── Document extract

STATE OF NORTH DAKOTA

2006 ND 243

Viola Allard, Plaintiff and Appellant
v.
Karen Johnson, Defendant and Appellee

No. 20060080

Appeal from the District Court of Williams County, Northwest Judicial District, the Honorable Gerald H. Rustad, Judge.
REVERSED AND REMANDED.
Opinion of the Court by Kapsner, Justice.
Kevin J. Chapman (argued), Chapman Law Office, Townsite Bldg., 2nd Fl., 417 1st Ave. E., P.O. Box 1920, Williston, ND 58802-1920, for plaintiff and appellant.
Karen Johnson (argued), pro se, P.O. Box 334, Williston, ND 58802-0334, defendant and appellee.


Allard v. Johnson

No. 20060080

Kapsner, Justice.

1] Viola Allard ("Allard") appeals from a judgment in which the district court did not apply a statutory presumption of insufficient consideration and undue influence by her attorney-in-fact. We reverse and remand for further proceedings.

I

2] Allard, a 76-year-old blind woman, brought suit against her former caregiver and attorney-in-fact under a durable power of attorney, Karen Johnson ("Johnson"). Johnson allegedly made unauthorized withdrawals from Allard's bank account, totaling $28,176.75, for which Johnson cannot provide accounting; purchased a new 2004 GMC pickup in Allard's name, obligating Allard on the note; and insured the pickup in Allard's name, but failed to pay the insurance premium payments. Before the court could decide the matter, Johnson paid Allard for the pickup and the title was transferred to Johnson's name. All liens associated with the vehicle were released and Allard was exonerated from the obligation to pay the insurance premiums.

3] The court held a bench trial on December 14, 2005. After hearing testimony on the matter, the court found the presumption arising under N.D.C.C. § 59-01-16 did not apply and there was insufficient proof to issue a money judgment for the cash withdrawals. The court concluded, however, that Johnson's purchase of the pickup and the related transactions were a breach of Johnson's duties as Allard's attorney-in-fact. The court also noted Allard had incurred legal fees to address these issues. The court issued a money judgment against Johnson to pay $2,500 for Allard's attorney fees.

II

4] On appeal, Allard argues the district court erred in not applying the statutory presumption of insufficient consideration and undue influence under N.D.C.C. § 59-01-16. Johnson argues she did not breach her duties as Allard's attorney-in-fact under the durable power of attorney agreement; she did not commit fraud in purchasing the vehicle; she did not make unauthorized cash withdrawals; and she did not engage in any self-dealing transactions. Johnson did not address the presumption issue raised in Allard's brief.

────
── Record extracts

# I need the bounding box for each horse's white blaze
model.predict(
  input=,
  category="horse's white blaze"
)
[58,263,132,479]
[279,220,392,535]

────

◆ Tasks
[a] Decide whether each statement below agrees with the court opinion, answering yes or no and quoting the deciding words from it: (i) Allard was a blind woman in her seventies. (ii) The district court entered a money judgment against Johnson for the cash withdrawals. (iii) On appeal, Johnson responded to the presumption issue in Allard's brief.
[b] Please pick up the court opinion on the Allard v. Johnson appeal right after its final paragraph and carry it forward.

◆ Exercise results
[a]
(i) Yes: "Allard, a 76-year-old blind woman"
(ii) No: "there was insufficient proof to issue a money judgment for the cash withdrawals"
(iii) No: "Johnson did not address the presumption issue raised in Allard's brief."

[b]
III

5] Allard argues the district court erred when it did not apply the presumption of insufficient consideration and undue influence. Section 59-01-16, N.D.C.C., provides:

All transactions between a trustee and the trust's beneficiary during the existence of the trust or while the influence acquired by the trustee remains, by which the trustee obtains any advantage from the trust's beneficiary, are presumed to be entered into by the latter without sufficient consideration and under undue influence.
The district court's order and judgment stated: "No presumption in favor of the Plaintiff, for undue influence against the Defendant, applies in this case." The district court erred in making its conclusion. The applicability of the presumption of insufficient consideration and undue influence under N.D.C.C. § 59-01-16 is a conclusion of law, "'because [the] determination describes the legal effect of the underlying factual circumstances.'" Estate of Wenzel-Mosset by Gaukler v. Nickels, 1998 ND 16, ¶ 28, 575 N.W.2d 425 (quoting Diocese of Bismarck Trust v. Ramada, Inc., 553 N.W.2d 760, 768 (N.D. 1996)). Conclusions of law are fully reviewable by this Court. Burlington N. & Santa Fe Ry. Co. v. Burlington Res. Oil & Gas Co., 1999 ND 39, ¶ 10, 590 N.W.2d 433.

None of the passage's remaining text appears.